Go through the entries below. Copy out every line that contains "grass".

::: Excerpted records

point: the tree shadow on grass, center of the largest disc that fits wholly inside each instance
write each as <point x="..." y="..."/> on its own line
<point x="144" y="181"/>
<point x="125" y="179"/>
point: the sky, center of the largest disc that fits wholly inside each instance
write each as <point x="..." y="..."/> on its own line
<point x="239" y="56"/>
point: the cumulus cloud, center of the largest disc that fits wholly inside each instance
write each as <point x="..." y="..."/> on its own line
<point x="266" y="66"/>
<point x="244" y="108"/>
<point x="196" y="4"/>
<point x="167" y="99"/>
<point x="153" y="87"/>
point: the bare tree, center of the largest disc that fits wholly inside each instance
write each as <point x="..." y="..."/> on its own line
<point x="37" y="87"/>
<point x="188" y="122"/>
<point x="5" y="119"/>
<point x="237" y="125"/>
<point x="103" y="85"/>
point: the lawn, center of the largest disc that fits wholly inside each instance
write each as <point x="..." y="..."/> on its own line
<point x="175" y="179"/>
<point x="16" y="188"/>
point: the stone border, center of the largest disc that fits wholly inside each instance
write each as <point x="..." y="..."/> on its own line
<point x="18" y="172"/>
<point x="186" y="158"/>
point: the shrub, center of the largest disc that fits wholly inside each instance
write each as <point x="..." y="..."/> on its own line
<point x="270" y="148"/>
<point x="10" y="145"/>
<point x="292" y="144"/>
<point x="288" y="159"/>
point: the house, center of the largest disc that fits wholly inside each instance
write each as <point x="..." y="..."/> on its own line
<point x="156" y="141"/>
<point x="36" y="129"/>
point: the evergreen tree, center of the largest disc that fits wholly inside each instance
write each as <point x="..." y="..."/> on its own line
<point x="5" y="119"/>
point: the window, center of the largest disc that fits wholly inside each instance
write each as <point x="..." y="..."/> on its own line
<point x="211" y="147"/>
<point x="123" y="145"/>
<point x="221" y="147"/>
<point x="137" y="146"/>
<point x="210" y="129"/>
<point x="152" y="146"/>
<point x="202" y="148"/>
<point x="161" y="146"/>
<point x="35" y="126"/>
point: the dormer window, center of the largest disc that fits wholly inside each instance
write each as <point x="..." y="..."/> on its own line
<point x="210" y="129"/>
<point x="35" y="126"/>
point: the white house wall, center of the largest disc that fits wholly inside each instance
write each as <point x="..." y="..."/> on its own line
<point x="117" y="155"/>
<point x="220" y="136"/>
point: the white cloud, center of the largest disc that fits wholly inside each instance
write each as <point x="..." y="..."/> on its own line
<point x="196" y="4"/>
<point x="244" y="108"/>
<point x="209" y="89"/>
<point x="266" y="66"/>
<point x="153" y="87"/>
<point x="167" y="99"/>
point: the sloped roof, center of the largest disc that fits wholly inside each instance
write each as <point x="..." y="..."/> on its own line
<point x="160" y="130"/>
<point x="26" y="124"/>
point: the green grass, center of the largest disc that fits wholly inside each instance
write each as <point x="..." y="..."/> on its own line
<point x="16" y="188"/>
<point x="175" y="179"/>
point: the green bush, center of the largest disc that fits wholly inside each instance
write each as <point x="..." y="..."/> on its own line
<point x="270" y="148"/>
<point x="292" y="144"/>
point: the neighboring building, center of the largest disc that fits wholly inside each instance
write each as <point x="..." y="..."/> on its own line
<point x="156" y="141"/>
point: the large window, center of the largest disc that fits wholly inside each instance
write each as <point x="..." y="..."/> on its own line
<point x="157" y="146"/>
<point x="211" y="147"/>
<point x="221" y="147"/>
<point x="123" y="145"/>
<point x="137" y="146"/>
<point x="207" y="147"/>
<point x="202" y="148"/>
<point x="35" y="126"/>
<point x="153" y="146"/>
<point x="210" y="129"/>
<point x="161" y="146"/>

::::::

Exercise output:
point: the tree shadow on grass, center of the largest disc that fits wholly inside each instance
point: the green grass, center of the largest disc that fits wholly inside each instance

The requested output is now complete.